» Document text:
+--
# Zero Force Members



## Calixico (Aug 7, 2010)

I understand that if a vertical member is between two colliner members and no force are applied at that joint, the force in the member is zero. If a force is applied at the joint, the internal force in that member is equal to the applied load. Am I correct in my solution to this problem---- that the answer if 10k and 10k, answer choice 'C" ? If the two 10k load was removed from joint "B" and "D", then the two vertical members would become zero force members. Could someone please confirm this for me.


----------



## ALBin517 (Aug 9, 2010)

Calixico said:


> I understand that if a vertical member is between two colliner members and no force are applied at that joint, the force in the member is zero. If a force is applied at the joint, the internal force in that member is equal to the applied load. Am I correct in my solution to this problem---- that the answer if 10k and 10k, answer choice 'C" ? If the two 10k load was removed from joint "B" and "D", then the two vertical members would become zero force members. Could someone please confirm this for me.



C looks right to me.

And the problem seems to fit the normal NCEES format.


----------



## civilized_naah (Aug 9, 2010)

Calixico said:


> I understand that if a vertical member is between two colliner members and no force are applied at that joint, the force in the member is zero. If a force is applied at the joint, the internal force in that member is equal to the applied load. Am I correct in my solution to this problem---- that the answer if 10k and 10k, answer choice 'C" ? If the two 10k load was removed from joint "B" and "D", then the two vertical members would become zero force members. Could someone please confirm this for me.


In fact, the verticality (is that a word?) of the member is immaterial. The generic rule is: If all the forces (members forces + externally applied forces) at a pinned joint can be grouped along TWO LINES OF ACTION (not necessarily perpendicular), then (i) any force that acts alone must be a zero force member and (ii) any forces that appear in a pair (no other forces along that line) must be equal and opposite.
+--
» Data:

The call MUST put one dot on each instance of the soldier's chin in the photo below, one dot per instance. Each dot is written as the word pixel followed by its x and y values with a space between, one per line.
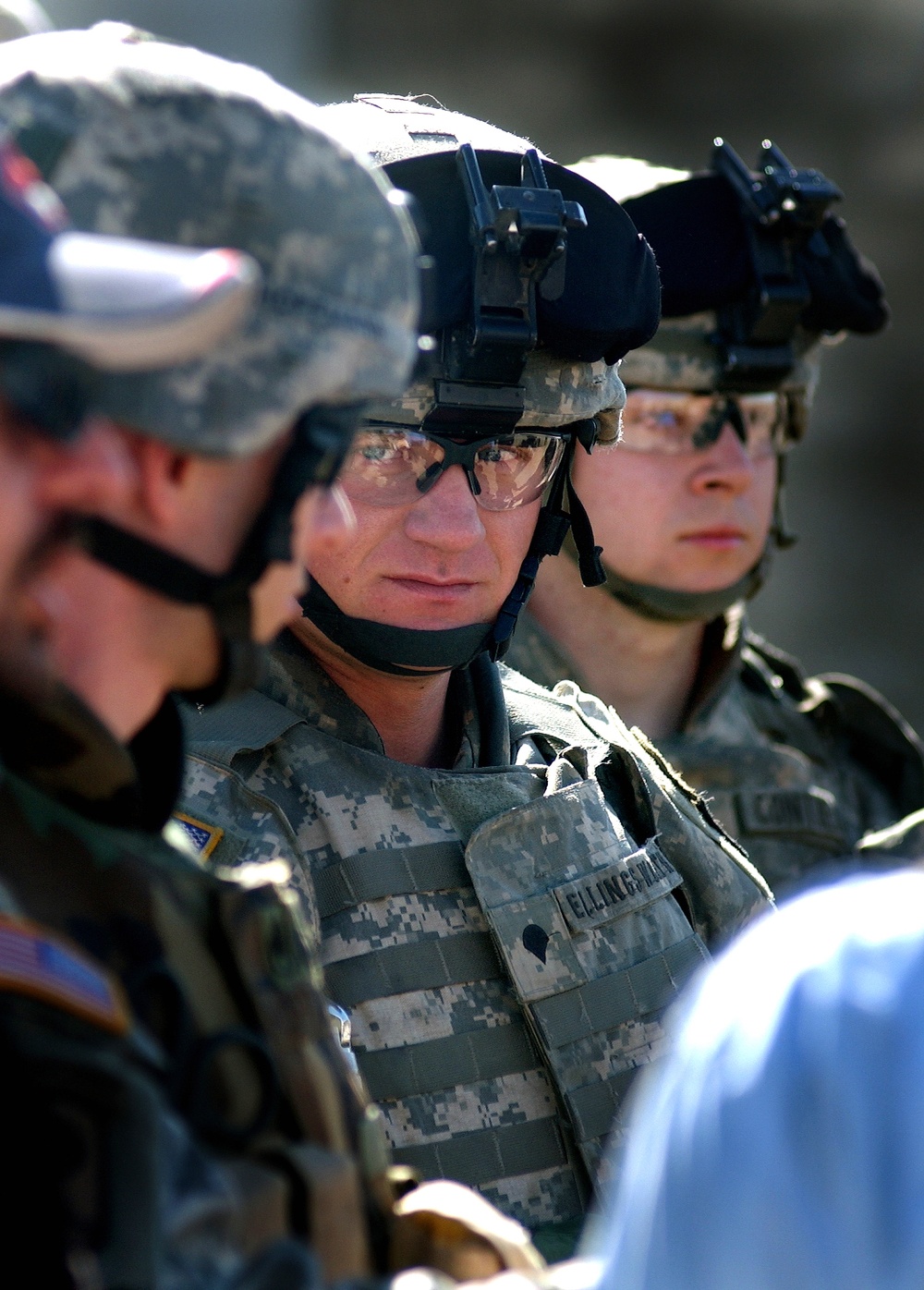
pixel 26 663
+--
» Challenge:
Continue the forum thread on zero-force truss members from the point where it stops.

» Task response:
----------



## Badger (Aug 10, 2010)

Calixico said:


> I understand that if a vertical member is between two colliner members and no force are applied at that joint, the force in the member is zero. If a force is applied at the joint, the internal force in that member is equal to the applied load. Am I correct in my solution to this problem---- that the answer if 10k and 10k, answer choice 'C" ? If the two 10k load was removed from joint "B" and "D", then the two vertical members would become zero force members. Could someone please confirm this for me.


I believe answer C) 0, 10 is correct.

If you use the method of joints at pt J, the force in member JB = 0, since members KJ and JI are colinear (in dirct line with one another). Or Sum in y = KJy - JIy; in x direction KJx = JIx.

Using the method of joints at pt E, the force in member GE = 10k.

The force in member HD is zero also.

If you remove the 10k loads at B &amp; D, the force in vertical member JB is still zero, and the force in member HD is still zero.

This looks like a good prctice question for the morning breath.

I think I am right, but my statics is pretty rusty, so maybe somebody can confirm.


----------



## MA_PE (Aug 10, 2010)

badger? we don't need no stinking badger!

Sorry, I could not resist.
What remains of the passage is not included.